• **Your task**:
Copy out, word for word, the entire passage below about Aaron Carter dying without an estate plan.

• **Text shown**:
+-------+

The list of celebrities who have died without an estate plan grew by one more this November, providing yet another example of the chaos that can follow lack of planning, for celebrities and non-celebrities alike.
Rapper/songwriter Aaron Carter was found dead in the bathtub of his California home on November 5. He was 34. Carter’s career took off meteorically when he was just nine years old. He had several hit songs including I Want Candy and That’s How I Beat Shaq. He took to the stage in Seussical and The Fantastiks and appeared on several Nickelodeon television shows. Unfortunately, he also had a history of drug addiction and reportedly suffered from severe anxiety and other mental health disorders. At the time of his death he was found with several bottles of prescription medication and canisters of compressed air nearby.
Carter had a son, Prince, with his on-again off-again girlfriend Melanie Martin. Prince is now just one year old. Carter’s lawyer reportedly urged him to create a will when his son was born, but unfortunately, Carter never followed through and died intestate. His estate now goes to probate. California law will determine who inherits his assets. The law identifies Prince as primary heir, but given Carter’s complicated family and financial life, settling his estate could be messy and prolonged.

+-------+

• **Extracted material**:
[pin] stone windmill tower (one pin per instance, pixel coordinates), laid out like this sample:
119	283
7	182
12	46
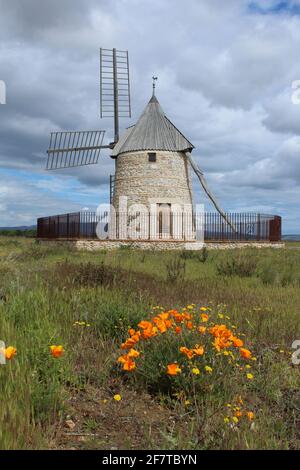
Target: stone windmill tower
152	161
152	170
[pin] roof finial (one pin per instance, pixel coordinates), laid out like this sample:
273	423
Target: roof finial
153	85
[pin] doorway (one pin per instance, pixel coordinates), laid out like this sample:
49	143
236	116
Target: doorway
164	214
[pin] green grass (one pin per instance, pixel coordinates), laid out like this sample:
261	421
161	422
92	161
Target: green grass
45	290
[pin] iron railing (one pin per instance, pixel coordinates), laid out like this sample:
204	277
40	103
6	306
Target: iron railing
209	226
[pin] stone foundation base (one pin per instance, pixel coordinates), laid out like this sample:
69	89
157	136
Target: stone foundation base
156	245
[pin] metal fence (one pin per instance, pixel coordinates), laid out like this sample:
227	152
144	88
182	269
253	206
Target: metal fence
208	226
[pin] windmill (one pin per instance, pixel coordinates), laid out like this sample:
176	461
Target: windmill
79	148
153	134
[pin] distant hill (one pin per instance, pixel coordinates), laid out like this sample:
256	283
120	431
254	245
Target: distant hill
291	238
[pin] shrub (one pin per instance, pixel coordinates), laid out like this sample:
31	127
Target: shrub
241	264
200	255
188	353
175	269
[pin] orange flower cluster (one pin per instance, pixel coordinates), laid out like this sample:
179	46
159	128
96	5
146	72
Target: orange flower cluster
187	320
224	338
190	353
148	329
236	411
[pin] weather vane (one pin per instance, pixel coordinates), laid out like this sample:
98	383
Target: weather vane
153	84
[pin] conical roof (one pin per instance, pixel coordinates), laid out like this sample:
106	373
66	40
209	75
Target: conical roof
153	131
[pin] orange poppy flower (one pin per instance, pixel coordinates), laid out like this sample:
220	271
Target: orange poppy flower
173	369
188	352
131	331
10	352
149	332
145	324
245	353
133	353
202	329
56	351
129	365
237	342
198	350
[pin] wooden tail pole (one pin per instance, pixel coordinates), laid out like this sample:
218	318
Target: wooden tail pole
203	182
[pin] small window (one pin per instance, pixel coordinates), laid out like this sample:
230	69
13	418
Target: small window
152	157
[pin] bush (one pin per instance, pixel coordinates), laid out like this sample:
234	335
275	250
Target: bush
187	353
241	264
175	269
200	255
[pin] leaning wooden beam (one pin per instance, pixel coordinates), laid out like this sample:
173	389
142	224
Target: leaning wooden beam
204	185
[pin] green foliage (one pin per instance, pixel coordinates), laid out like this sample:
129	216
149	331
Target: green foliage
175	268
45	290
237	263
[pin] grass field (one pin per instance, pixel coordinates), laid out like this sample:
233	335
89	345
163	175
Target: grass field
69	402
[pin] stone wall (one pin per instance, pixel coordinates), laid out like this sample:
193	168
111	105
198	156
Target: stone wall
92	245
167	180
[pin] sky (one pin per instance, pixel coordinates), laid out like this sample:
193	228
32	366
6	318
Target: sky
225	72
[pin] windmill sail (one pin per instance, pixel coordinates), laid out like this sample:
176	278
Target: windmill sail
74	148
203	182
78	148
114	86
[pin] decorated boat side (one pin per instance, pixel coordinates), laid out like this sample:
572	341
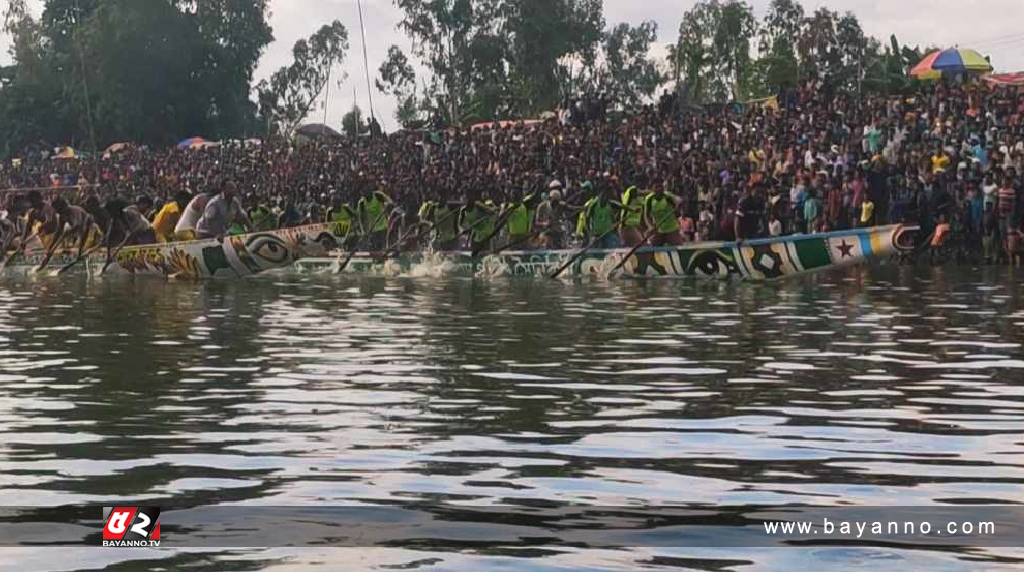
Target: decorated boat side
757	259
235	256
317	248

+-------+

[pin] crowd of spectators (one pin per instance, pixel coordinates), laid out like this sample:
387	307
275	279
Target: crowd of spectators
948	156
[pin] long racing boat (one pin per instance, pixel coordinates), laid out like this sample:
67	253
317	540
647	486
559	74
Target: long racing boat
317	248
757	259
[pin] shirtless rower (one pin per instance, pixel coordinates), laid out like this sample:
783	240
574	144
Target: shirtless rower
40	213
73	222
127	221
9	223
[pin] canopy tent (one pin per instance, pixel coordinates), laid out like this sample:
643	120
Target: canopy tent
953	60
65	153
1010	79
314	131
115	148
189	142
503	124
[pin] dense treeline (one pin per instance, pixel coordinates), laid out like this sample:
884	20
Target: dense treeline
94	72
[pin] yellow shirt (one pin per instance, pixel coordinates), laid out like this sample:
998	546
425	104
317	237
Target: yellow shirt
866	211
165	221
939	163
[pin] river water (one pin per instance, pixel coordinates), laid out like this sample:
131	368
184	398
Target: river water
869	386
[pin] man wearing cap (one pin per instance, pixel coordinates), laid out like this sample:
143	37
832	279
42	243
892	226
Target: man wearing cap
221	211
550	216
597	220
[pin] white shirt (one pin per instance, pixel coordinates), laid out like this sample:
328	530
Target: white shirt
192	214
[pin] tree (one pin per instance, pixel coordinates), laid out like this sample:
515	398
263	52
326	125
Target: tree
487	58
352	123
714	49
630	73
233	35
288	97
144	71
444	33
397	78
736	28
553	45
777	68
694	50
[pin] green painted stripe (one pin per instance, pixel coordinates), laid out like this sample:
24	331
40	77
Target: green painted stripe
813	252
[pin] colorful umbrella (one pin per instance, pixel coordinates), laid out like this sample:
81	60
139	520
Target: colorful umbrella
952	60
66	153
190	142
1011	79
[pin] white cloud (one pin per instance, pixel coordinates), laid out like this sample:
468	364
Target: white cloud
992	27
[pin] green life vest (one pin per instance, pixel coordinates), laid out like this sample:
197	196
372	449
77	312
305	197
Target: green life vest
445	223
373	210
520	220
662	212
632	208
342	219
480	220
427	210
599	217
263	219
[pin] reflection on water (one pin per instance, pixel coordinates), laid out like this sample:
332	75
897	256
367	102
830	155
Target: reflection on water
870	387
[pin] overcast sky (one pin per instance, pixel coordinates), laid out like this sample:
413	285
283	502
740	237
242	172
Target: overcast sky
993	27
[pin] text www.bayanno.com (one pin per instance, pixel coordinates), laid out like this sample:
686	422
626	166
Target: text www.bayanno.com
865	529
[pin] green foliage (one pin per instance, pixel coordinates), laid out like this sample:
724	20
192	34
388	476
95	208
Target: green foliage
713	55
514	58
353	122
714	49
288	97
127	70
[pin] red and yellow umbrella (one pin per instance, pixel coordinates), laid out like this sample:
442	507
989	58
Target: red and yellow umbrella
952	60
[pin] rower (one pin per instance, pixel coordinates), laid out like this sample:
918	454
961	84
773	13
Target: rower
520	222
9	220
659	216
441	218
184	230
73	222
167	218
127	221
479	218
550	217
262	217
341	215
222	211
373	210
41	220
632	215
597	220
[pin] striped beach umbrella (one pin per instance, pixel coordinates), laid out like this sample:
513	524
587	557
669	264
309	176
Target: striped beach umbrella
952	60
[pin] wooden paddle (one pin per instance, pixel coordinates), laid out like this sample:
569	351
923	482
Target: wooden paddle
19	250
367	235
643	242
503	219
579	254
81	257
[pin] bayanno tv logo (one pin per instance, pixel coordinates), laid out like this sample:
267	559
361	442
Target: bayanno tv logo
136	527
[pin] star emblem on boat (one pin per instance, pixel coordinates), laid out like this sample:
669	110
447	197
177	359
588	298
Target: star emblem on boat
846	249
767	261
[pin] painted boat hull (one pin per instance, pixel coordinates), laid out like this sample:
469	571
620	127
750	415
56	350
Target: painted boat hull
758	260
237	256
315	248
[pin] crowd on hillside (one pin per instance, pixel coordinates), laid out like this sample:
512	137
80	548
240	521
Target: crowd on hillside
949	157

+-------+

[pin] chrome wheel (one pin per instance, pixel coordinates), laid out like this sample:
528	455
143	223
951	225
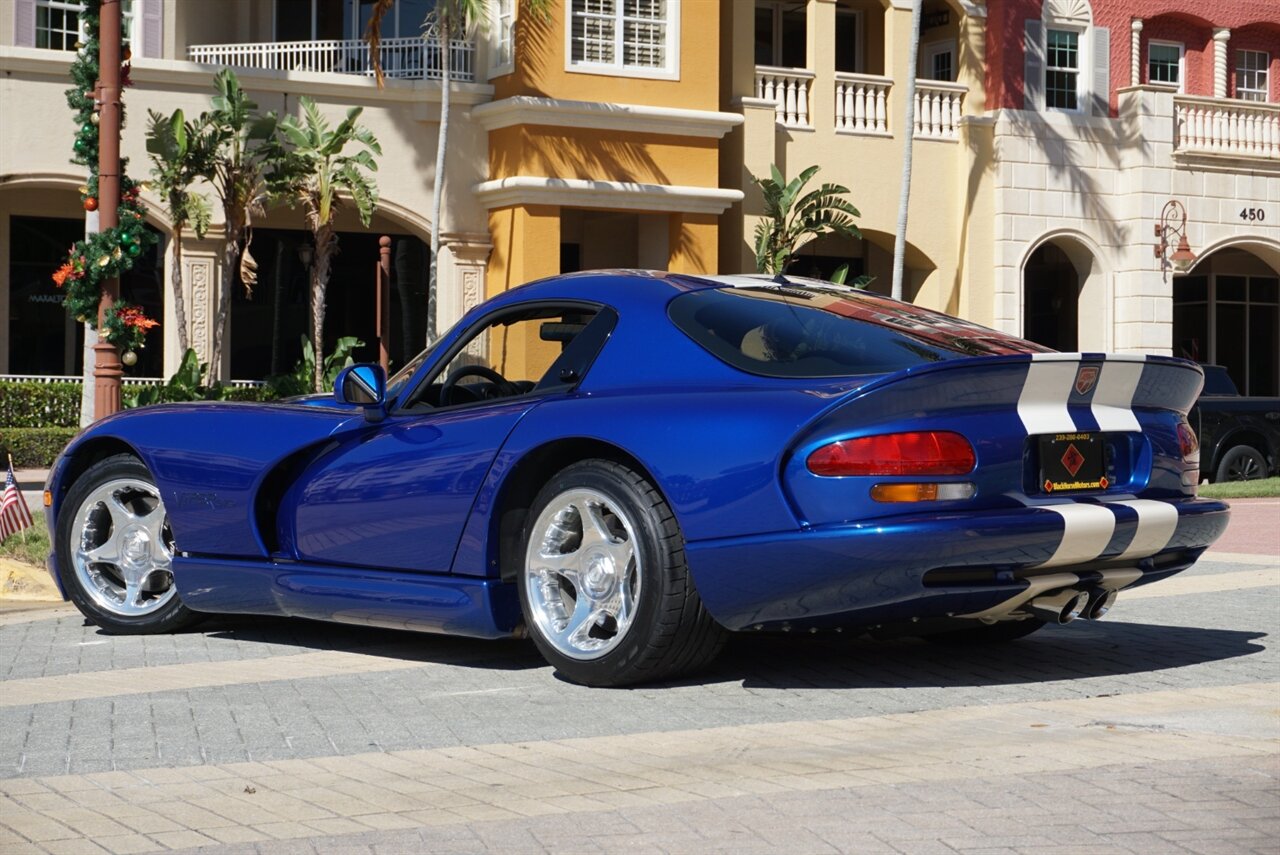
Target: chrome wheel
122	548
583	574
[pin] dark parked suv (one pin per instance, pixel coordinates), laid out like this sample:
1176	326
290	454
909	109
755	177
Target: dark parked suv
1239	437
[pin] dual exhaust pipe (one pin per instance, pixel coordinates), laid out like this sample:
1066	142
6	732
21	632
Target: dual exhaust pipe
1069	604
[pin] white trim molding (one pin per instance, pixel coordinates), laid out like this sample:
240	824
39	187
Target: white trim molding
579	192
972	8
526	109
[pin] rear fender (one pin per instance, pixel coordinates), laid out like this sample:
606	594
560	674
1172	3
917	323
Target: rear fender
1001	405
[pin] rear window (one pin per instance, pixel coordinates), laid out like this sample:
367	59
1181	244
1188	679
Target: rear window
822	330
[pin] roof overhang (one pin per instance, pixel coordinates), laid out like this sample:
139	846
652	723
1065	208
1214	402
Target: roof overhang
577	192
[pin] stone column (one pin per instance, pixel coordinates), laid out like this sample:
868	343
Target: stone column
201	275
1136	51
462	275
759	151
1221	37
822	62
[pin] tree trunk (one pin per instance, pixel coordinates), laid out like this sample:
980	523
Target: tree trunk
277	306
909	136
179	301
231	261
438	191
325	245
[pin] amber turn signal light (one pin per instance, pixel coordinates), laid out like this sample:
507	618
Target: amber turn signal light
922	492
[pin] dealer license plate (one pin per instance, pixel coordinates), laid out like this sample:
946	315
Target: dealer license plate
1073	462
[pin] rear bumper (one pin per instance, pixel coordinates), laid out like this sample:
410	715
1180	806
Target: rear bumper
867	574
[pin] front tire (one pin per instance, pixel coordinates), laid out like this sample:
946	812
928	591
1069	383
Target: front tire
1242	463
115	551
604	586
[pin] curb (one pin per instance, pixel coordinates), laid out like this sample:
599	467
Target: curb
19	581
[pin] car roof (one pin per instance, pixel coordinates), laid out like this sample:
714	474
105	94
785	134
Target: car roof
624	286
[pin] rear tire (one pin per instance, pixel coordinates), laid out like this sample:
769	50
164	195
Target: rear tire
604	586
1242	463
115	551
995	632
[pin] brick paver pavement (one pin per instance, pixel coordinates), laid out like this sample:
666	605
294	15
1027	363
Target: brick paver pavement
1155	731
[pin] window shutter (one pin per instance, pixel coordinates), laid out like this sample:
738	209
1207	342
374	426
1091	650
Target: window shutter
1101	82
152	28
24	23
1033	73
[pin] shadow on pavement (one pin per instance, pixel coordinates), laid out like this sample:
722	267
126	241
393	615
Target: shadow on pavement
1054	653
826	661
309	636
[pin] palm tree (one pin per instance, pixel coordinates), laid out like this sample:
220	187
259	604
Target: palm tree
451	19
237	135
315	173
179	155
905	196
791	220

+-------+

• **Answer section**:
The list of celebrities who have died without an estate plan grew by one more this November, providing yet another example of the chaos that can follow lack of planning, for celebrities and non-celebrities alike.
Rapper/songwriter Aaron Carter was found dead in the bathtub of his California home on November 5. He was 34. Carter’s career took off meteorically when he was just nine years old. He had several hit songs including I Want Candy and That’s How I Beat Shaq. He took to the stage in Seussical and The Fantastiks and appeared on several Nickelodeon television shows. Unfortunately, he also had a history of drug addiction and reportedly suffered from severe anxiety and other mental health disorders. At the time of his death he was found with several bottles of prescription medication and canisters of compressed air nearby.
Carter had a son, Prince, with his on-again off-again girlfriend Melanie Martin. Prince is now just one year old. Carter’s lawyer reportedly urged him to create a will when his son was born, but unfortunately, Carter never followed through and died intestate. His estate now goes to probate. California law will determine who inherits his assets. The law identifies Prince as primary heir, but given Carter’s complicated family and financial life, settling his estate could be messy and prolonged.